**Teks Bacaan:**
Arah pengembangan LPI
Ke arah mana tujuan pendirian LPI? Menurut UU Cipta Kerja Pasal 158 Bab X, LPI dapat melaksanakan investasi, baik secara langsung maupun tak langsung, melakukan kerja sama dengan pihak ketiga, atau melalui pembentukan entitas khusus berbentuk badan hukum Indonesia atau badan hukum asing.
Tujuan awal sepertinya akan lebih ke arah menghadirkan alternatif masuknya investasi skala raksasa ke Indonesia demi mengakselerasi pembangunan dan akselerasi penciptaan lapangan pekerjaan bagi kelompok usia produktif, dan secara bertahap akan menjalankan fungsi investasi ke kawasan new frontier markets di Asia Tenggara bahkan di luar kawasan Asia.
Ketentuan-ketentuan lebih lanjut menyangkut LPI masih akan diatur dalam peraturan pemerintah (PP) yang hingga kini masih dinantikan terbitnya untuk bisa kita telaah. Namun kalau diperhatikan narasi pemerintah, rencananya LPI akan berkiblat pada SWF milik Rusia, Russian Direct Investment Fund (RDIF), karena memiliki tujuan pendirian yang sama di tahap awal, yakni mengakselerasi pembangunan infrastruktur dan sektor strategis.
RDIF sedikit berbeda dibandingkan dengan SWF negara-negara yang banyak memiliki dana menganggur (idle fund) seperti Norwegia dan Timur Tengah. RDIF berfungsi untuk menarik investor asing masuk ke proyek, khususnya infrastruktur dalam negeri. RDIF dalam kiprahnya hampir 10 tahun terakhir telah berekspansi dari sektor infrastruktur ke sektor kesehatan, khususnya fasilitas kesehatan untuk penyakit kanker, dan turut andil dalam penanggulangan wabah korona.
Dalam kaitan dengan korona, RDIF telah mengalokasikan dana pengembangan dan produksi obat di Rusia yang didasarkan pada favipiravir—obat anti-influenza yang dikembangkan di Jepang sejak 2014 dengan nama Avigan—yang disetujui Kementerian Kesehatan Rusia untuk sementara dijadikan obat melawan virus korona.
Seandainya di tahap awal Indonesia akan mengikuti Rusia, untuk tahap berikutnya dapat menyusuri jejak negara-negara yang memiliki idle fund dari surplus ekonomi dan mendirikan SWF untuk menjaga cadangan tabungan pensiun generasi muda saat ini yang 30 tahun kemudian akan berusia 50 tahun ke atas. SWF di Norwegia diberi nama Norges Bank. Norges juga berfungsi sebagai bank sentral. Dana yang dikelola mencapai 10,4 triliun krona (setara Rp 15.808 triliun), yang bahkan lebih besar dibandingkan PDB Indonesia.
Dibentuknya SWF di UEA bertujuan untuk menjadi penopang pendapatan negaranya apabila terjadi risiko penurunan harga minyak dunia.

**Soal:** Terjemahkan kalimat dari teks bacaan tentang LPI ini ke dalam bahasa Inggris: "RDIF berfungsi untuk menarik investor asing masuk ke proyek, khususnya infrastruktur dalam negeri."

**Daftar Data:**

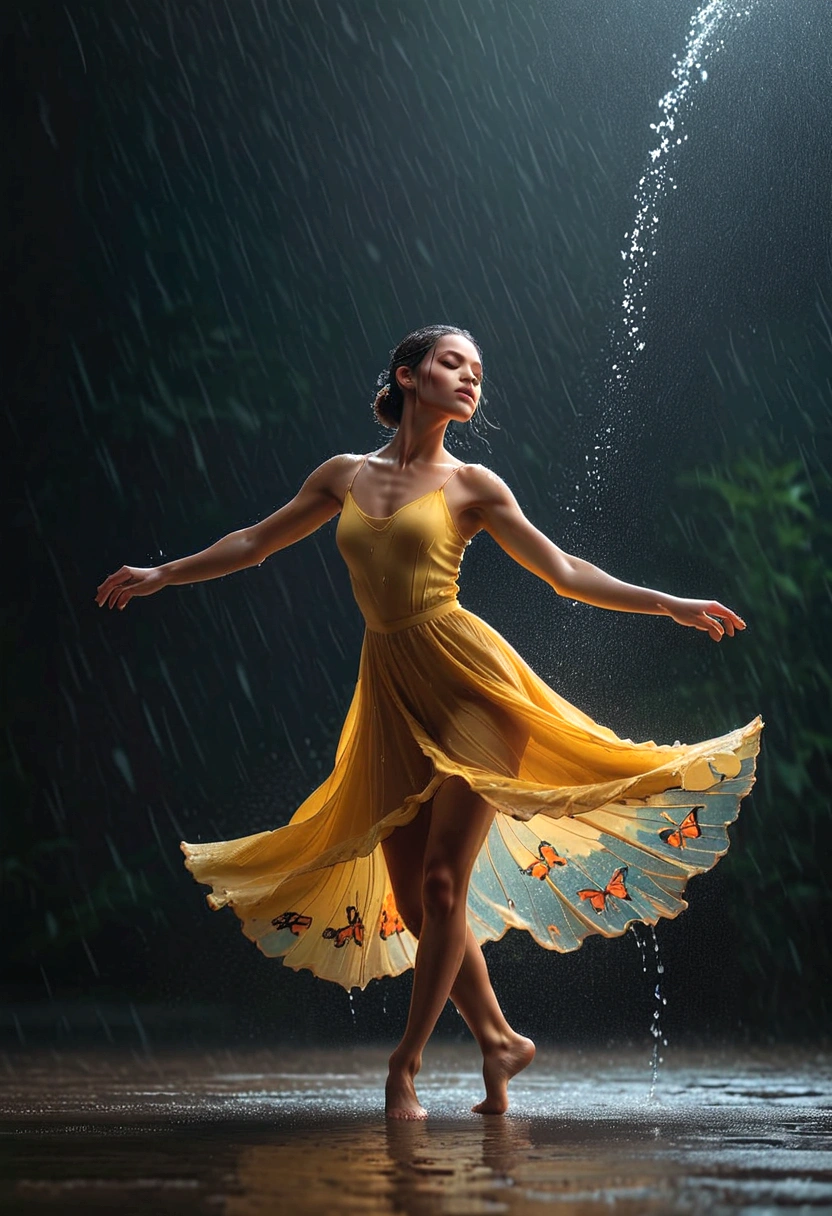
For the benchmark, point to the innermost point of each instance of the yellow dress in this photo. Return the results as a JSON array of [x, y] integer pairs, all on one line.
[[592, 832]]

...

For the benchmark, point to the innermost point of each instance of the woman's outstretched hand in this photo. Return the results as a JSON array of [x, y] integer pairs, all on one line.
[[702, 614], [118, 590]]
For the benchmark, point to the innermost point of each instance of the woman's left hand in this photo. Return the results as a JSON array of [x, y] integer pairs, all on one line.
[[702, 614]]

**Jawaban Anda:** RDIF serves to attract foreign investors into projects, particularly domestic infrastructure.